**TASK**
Transcribe the entries that follow, word for word.

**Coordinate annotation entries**
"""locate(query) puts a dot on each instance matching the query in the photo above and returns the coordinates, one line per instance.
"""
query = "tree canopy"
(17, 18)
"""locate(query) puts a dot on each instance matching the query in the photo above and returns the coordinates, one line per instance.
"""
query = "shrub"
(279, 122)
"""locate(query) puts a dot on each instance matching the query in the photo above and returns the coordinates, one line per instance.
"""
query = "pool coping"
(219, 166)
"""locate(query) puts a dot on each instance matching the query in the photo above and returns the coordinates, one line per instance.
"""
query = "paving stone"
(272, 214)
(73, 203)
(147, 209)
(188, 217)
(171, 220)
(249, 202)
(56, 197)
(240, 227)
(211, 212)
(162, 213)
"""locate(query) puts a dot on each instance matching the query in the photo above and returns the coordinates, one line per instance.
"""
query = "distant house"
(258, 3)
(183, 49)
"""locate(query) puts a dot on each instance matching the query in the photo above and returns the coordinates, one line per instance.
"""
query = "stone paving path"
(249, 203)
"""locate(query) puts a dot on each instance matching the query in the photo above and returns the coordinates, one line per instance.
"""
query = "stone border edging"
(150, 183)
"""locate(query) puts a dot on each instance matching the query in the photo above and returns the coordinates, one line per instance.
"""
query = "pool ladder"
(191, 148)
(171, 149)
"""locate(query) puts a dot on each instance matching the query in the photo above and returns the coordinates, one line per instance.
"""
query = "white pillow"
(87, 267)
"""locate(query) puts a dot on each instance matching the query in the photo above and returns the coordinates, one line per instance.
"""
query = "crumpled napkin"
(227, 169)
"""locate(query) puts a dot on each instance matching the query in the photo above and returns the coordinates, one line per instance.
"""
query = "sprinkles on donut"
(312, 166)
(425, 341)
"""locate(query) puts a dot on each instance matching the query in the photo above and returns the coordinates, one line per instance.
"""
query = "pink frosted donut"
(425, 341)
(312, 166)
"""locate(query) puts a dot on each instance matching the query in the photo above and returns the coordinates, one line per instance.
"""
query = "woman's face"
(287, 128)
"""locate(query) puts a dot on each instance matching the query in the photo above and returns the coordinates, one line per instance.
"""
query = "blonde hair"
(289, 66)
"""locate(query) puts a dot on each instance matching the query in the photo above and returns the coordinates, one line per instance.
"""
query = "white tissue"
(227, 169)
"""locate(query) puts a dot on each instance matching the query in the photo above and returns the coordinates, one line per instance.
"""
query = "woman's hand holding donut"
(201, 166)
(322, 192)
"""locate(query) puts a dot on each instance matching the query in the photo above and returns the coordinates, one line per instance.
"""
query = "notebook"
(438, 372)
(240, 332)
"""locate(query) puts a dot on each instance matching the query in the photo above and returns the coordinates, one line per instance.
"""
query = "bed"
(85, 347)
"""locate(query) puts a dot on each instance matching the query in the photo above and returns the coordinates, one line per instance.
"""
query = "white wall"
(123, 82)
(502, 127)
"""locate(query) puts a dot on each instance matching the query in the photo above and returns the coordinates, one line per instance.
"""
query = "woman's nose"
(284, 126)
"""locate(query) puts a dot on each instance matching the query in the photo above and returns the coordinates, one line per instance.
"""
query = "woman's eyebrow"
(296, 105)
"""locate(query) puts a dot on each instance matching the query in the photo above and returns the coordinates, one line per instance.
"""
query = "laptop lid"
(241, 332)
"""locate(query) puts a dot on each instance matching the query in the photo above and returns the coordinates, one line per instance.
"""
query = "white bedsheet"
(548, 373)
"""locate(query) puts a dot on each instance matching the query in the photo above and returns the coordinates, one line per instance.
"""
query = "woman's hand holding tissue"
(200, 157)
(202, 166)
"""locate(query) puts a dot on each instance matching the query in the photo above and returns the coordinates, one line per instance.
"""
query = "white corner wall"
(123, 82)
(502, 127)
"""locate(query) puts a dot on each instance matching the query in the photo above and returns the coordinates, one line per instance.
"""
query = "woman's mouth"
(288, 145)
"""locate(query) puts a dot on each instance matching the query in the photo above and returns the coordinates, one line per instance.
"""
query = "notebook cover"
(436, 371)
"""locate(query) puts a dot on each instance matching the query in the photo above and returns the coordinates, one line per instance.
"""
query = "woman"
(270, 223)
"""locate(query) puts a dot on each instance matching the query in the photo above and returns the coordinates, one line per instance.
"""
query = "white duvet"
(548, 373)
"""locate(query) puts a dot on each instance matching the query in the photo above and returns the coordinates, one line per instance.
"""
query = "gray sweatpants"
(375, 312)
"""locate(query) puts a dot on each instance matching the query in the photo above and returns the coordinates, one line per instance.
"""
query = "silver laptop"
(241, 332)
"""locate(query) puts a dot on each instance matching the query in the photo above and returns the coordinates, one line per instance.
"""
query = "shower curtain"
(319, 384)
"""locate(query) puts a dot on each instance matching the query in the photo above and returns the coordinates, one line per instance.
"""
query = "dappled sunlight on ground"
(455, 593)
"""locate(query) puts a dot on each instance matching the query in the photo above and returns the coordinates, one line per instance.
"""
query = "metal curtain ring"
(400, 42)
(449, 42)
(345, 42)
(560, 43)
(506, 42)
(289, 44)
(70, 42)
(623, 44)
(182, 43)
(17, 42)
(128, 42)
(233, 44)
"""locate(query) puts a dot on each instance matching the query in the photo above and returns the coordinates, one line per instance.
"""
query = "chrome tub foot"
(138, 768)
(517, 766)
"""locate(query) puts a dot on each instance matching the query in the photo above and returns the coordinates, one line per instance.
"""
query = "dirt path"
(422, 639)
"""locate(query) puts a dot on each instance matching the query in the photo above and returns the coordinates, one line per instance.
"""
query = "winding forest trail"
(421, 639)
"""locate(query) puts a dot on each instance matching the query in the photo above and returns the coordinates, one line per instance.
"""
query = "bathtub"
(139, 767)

**RESPONSE**
"""locate(query) puts a dot on each instance matching the query in the photo above and returns the coordinates, one line per instance.
"""
query = "tree canopy"
(17, 18)
"""locate(query) puts a dot on each instance matching the query in the photo above and returns the coordinates, one line per instance.
"""
query = "shrub"
(279, 122)
"""locate(query) puts a dot on each instance matching the query in the photo above and returns the coordinates, one line per instance.
"""
query = "pool coping"
(219, 166)
"""locate(query) puts a dot on each instance matching the query in the photo above and returns the coordinates, one line per instance.
"""
query = "paving stone"
(272, 214)
(73, 203)
(147, 209)
(188, 217)
(171, 220)
(249, 202)
(56, 197)
(240, 227)
(211, 212)
(162, 213)
"""locate(query) puts a dot on each instance matching the query in the photo above and returns the coordinates, one line per instance.
"""
query = "distant house"
(258, 3)
(183, 49)
"""locate(query) puts a dot on each instance matching the query in the photo above and returns the coordinates, one line per instance.
"""
query = "stone paving path"
(249, 203)
"""locate(query) puts a dot on each instance matching the query in the photo above and returns the coordinates, one line per instance.
"""
query = "stone border edging"
(150, 183)
"""locate(query) puts a dot on each instance matching the query in the photo above and returns the coordinates, one line per instance.
"""
query = "pool ladder"
(191, 148)
(171, 149)
"""locate(query) puts a dot on each instance matching the query in the photo above and returns the coordinates, one line per instance.
"""
query = "white pillow"
(87, 267)
"""locate(query) puts a dot on each instance matching the query in the photo above and returns the coordinates, one line per instance.
"""
query = "crumpled napkin"
(227, 169)
"""locate(query) puts a dot on each instance matching the query in the photo above and returns the coordinates, one line per instance.
"""
query = "sprinkles on donut"
(312, 166)
(425, 341)
"""locate(query) puts a dot on each instance matching the query in the photo above and returns the coordinates, one line per instance.
"""
query = "pink frosted donut"
(425, 341)
(312, 166)
"""locate(query) puts a dot on each instance matching the query in the photo above and returns the coordinates, one line per instance.
"""
query = "woman's face"
(287, 128)
"""locate(query) puts a dot on each instance matching the query in the photo above and returns the coordinates, one line per instance.
"""
query = "blonde hair"
(289, 66)
"""locate(query) puts a dot on each instance matching the query in the photo above and returns the coordinates, one line per instance.
"""
query = "white tissue"
(227, 169)
"""locate(query) puts a dot on each instance matching the query in the photo above and returns the coordinates, one line per instance.
"""
query = "woman's hand holding donut"
(201, 166)
(322, 192)
"""locate(query) puts a dot on each instance matching the query in the photo above and returns the coordinates, one line per instance.
"""
query = "notebook"
(438, 372)
(240, 332)
"""locate(query) puts a dot on each instance matching the query in the photo above and returns the coordinates, one line per instance.
"""
query = "bed"
(85, 347)
"""locate(query) puts a dot on each instance matching the query in the photo above and returns the coordinates, one line per instance.
"""
query = "white wall"
(123, 82)
(502, 127)
"""locate(query) puts a dot on each instance matching the query in the photo above and returns the coordinates, one line per instance.
"""
query = "woman's nose"
(284, 126)
"""locate(query) puts a dot on each instance matching the query in the photo above and returns the coordinates, one line per instance.
"""
query = "woman's eyebrow"
(296, 105)
"""locate(query) puts a dot on each instance matching the query in the photo above and returns the coordinates, one line per instance.
"""
query = "laptop lid"
(241, 332)
"""locate(query) puts a dot on each instance matching the query in the photo above and returns the coordinates, one line per instance.
"""
query = "white bedsheet"
(548, 373)
"""locate(query) puts a dot on each instance matching the query in the photo above and returns the coordinates, one line per instance.
"""
query = "woman's hand holding tissue"
(200, 157)
(202, 166)
"""locate(query) puts a dot on each instance matching the query in the photo above and returns the coordinates, one line per instance.
"""
query = "white corner wall"
(123, 82)
(502, 127)
"""locate(query) puts a dot on each instance matching the query in the photo above and returns the coordinates, one line per instance.
"""
query = "woman's mouth"
(288, 145)
"""locate(query) puts a dot on each instance matching the query in the photo above and returns the coordinates, one line per instance.
"""
query = "notebook cover"
(436, 371)
"""locate(query) puts a dot on each instance matching the query in the photo above and returns the coordinates, one line per instance.
"""
query = "woman"
(270, 223)
"""locate(query) puts a dot on each instance matching the query in the photo above and returns the coordinates, one line per instance.
"""
query = "white duvet"
(548, 373)
"""locate(query) puts a dot on each instance matching the query in the photo above and returns the coordinates, one line per instance.
"""
query = "gray sweatpants"
(375, 312)
"""locate(query) puts a dot on each instance matching the query in the photo above and returns the coordinates, one line per instance.
"""
query = "silver laptop"
(241, 332)
"""locate(query) puts a dot on each instance matching the query in the photo above and returns the coordinates, one line per instance.
"""
query = "shower curtain"
(319, 384)
"""locate(query) puts a dot on each instance matching the query in the photo above and returns the coordinates, one line per instance.
"""
query = "dappled sunlight on ground"
(455, 593)
"""locate(query) puts a dot on each instance matching the query in the photo above and returns the coordinates, one line per instance.
"""
query = "metal curtain ring"
(400, 42)
(449, 42)
(345, 42)
(560, 43)
(506, 42)
(289, 44)
(70, 42)
(623, 44)
(182, 43)
(17, 42)
(128, 42)
(233, 44)
"""locate(query) puts a dot on each instance matching the query in the photo above and returns the coordinates, one line per instance.
"""
query = "chrome tub foot"
(138, 768)
(517, 766)
"""locate(query) puts a dot on each instance matching the query in the photo above and returns the coordinates, one line per instance.
"""
query = "dirt path"
(422, 639)
"""locate(query) puts a dot on each instance matching the query in the photo above and returns the coordinates, one line per instance.
"""
query = "winding forest trail"
(421, 639)
"""locate(query) puts a dot on each instance matching the query in the photo above and returns the coordinates, one line per instance.
"""
query = "bathtub"
(139, 767)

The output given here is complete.